## Prompt:
Rewrite all the rows below, replacing every "target" with "object" and leaving everything else unchanged.

-- START Information provided --

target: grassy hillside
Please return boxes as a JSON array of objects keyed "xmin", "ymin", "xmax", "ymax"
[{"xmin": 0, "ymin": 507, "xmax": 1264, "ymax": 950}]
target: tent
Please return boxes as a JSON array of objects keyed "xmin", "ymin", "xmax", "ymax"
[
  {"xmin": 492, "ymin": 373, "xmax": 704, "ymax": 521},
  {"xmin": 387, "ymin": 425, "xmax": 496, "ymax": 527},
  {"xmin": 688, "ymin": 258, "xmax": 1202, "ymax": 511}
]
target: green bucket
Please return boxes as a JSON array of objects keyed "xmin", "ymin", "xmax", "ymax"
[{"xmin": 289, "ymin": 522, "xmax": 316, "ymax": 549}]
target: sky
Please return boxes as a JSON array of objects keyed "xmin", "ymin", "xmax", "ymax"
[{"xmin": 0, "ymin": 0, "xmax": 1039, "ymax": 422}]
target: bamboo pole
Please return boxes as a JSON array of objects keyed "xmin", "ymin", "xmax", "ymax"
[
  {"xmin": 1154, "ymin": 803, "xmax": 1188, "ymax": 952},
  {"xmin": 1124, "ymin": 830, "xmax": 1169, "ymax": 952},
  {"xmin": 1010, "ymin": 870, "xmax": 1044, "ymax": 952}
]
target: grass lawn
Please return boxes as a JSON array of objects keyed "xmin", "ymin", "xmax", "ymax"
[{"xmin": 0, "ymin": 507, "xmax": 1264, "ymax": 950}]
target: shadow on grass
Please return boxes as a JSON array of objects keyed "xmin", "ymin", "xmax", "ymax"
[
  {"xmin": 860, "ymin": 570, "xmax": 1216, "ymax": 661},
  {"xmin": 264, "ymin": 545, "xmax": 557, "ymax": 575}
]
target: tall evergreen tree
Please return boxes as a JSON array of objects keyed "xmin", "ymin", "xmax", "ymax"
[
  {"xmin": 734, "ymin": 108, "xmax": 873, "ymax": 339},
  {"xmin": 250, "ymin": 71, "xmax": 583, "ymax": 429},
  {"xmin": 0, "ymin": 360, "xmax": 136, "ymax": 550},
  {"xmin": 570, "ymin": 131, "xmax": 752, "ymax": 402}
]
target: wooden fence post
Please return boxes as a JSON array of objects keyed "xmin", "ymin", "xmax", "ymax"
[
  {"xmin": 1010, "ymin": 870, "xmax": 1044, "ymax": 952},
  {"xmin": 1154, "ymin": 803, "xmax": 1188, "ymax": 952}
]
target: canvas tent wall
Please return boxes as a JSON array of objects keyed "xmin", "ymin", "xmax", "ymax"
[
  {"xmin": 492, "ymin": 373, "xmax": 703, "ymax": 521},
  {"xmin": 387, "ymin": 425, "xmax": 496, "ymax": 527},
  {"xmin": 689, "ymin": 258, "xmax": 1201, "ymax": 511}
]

-- END Information provided --

## Expected output:
object: grassy hillside
Please return boxes as a JSON array of objects keyed "xmin", "ymin", "xmax", "ymax"
[{"xmin": 0, "ymin": 507, "xmax": 1264, "ymax": 950}]
object: tent
Please return boxes as a JSON array of objects keyed "xmin", "ymin", "xmax", "ymax"
[
  {"xmin": 492, "ymin": 373, "xmax": 704, "ymax": 521},
  {"xmin": 387, "ymin": 425, "xmax": 496, "ymax": 527},
  {"xmin": 688, "ymin": 258, "xmax": 1202, "ymax": 511}
]
object: green bucket
Please return boxes as a JSON array of objects keyed "xmin", "ymin", "xmax", "ymax"
[{"xmin": 289, "ymin": 522, "xmax": 316, "ymax": 549}]
object: sky
Please return boxes as a JSON array of objects keyed "xmin", "ymin", "xmax", "ymax"
[{"xmin": 0, "ymin": 0, "xmax": 1039, "ymax": 422}]
object: bamboo pole
Please return boxes as a JSON array of objects keyed "xmin", "ymin", "xmax", "ymax"
[
  {"xmin": 1154, "ymin": 803, "xmax": 1188, "ymax": 952},
  {"xmin": 1124, "ymin": 830, "xmax": 1169, "ymax": 952},
  {"xmin": 1010, "ymin": 870, "xmax": 1044, "ymax": 952}
]
object: grass lawn
Please return boxes as a JSON array of objects keyed "xmin", "ymin", "xmax", "ymax"
[{"xmin": 0, "ymin": 507, "xmax": 1264, "ymax": 950}]
object: shadow on grass
Please return boxes as a JSON array of objects keyed "xmin", "ymin", "xmax", "ymax"
[
  {"xmin": 860, "ymin": 570, "xmax": 1216, "ymax": 661},
  {"xmin": 264, "ymin": 545, "xmax": 557, "ymax": 575}
]
object: tall evergreen tree
Please return boxes as a JSON array of objects keyed "xmin", "ymin", "xmax", "ymax"
[
  {"xmin": 734, "ymin": 108, "xmax": 873, "ymax": 339},
  {"xmin": 250, "ymin": 71, "xmax": 583, "ymax": 429},
  {"xmin": 0, "ymin": 360, "xmax": 136, "ymax": 550},
  {"xmin": 570, "ymin": 131, "xmax": 752, "ymax": 402}
]
object: wooden fence post
Please return boxes as a JSON array of objects keyed "xmin", "ymin", "xmax", "ymax"
[
  {"xmin": 1010, "ymin": 870, "xmax": 1044, "ymax": 952},
  {"xmin": 1154, "ymin": 803, "xmax": 1188, "ymax": 952}
]
object: canvas tent wall
Please return boxes as a JSON array of objects keyed "xmin", "ymin", "xmax", "ymax"
[
  {"xmin": 492, "ymin": 373, "xmax": 703, "ymax": 521},
  {"xmin": 387, "ymin": 425, "xmax": 496, "ymax": 527},
  {"xmin": 689, "ymin": 258, "xmax": 1201, "ymax": 511}
]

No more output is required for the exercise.